__Texto__:

□ □ □ □

Brincadeira ajuda famílias do Brasil inteiro a descobrirem a natureza ao seu redor

24 May Brincadeira ajuda famílias do Brasil inteiro a descobrirem a natureza ao seu redor

Pedagoga paulista conta como criou as Caixas da Natureza, um projeto simples que conecta famílias de diferentes lugares do país, promovendo um intercâmbio de materiais  dos ambientes de cada cidade.

24/05/2017

Por Mariana Sgarioni

Uma família que mora em Rio Branco, no Acre, recebeu, certa vez, uma encomenda especial vinda de Diadema, na Grande São Paulo. Era uma caixa cuidadosamente preparada por outra família, até então desconhecida. Dentro, havia vários itens que foram recolhidos a mais de dois mil quilômetros dali, na região dos remetentes: folhas, pedaços de árvore, flores. E uma garrafinha com um pouco de areia da praia e água do mar, vindas de Mongaguá, litoral paulista. Neste momento, os olhos da mãe acreana se encheram de lágrimas: coincidentemente, foi justo nessa praia que ela havia passado sua infância, quem diria.

Caixa de NaturezaEm contrapartida, a família de Diadema também recebeu diversos frutos exóticos e materiais naturais típicos do Acre. “A abertura das caixas é sempre um momento de emoção e resgate de memórias”, conta Ana Carolina Thomé, 32 anos, idealizadora dessa brincadeira de trocas entre famílias que moram longe, não se conhecem, mas gostariam de se conectar com outra região do país.

□ □ □ □

__Dados apresentados__:
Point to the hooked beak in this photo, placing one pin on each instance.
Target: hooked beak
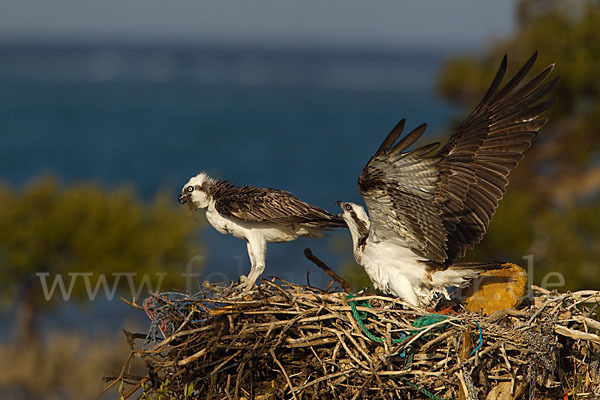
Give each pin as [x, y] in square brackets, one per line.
[182, 198]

□ □ □ □

__Tarefas__:
(a) No texto sobre as Caixas da Natureza, de qual praia vieram a areia e a água do mar colocadas na garrafinha?
(b) Por favor, retome o texto sobre as Caixas da Natureza logo após a última frase apresentada.

__Respostas do exercício__:
(a) De Mongaguá, no litoral paulista.

(b)
As Caixas da Natureza tem como objetivo mais do que compartilhar a natureza que as crianças vivem e experimentam no seu dia a dia. A ideia é fazer que as famílias se reúnam, saiam de casa, e coletem material do seu entorno. Que se apropriem do espaço onde vivem. Que vejam a natureza ao seu redor, muitas vezes escondida. E, no fim, que tenham momentos divertidos juntos.

Paulista de São Bernardo do Campo, Ana Carolina é professora de educação infantil. Especializou-se em educação lúdica e trabalhou em escolas da floresta na Inglaterra. Na volta, criou o projeto Ser Criança é Natural, em que promove passeios com crianças na natureza, cursos virtuais e encontros. Desde o segundo semestre do ano passado, ela também comanda o Ser Bebê é Natural, que promove atividades ao ar livre voltadas para bebês de até 20 meses. “Não tem idade mínima para estar na natureza. Simplesmente porque o ser humano é a própria natureza”, resume.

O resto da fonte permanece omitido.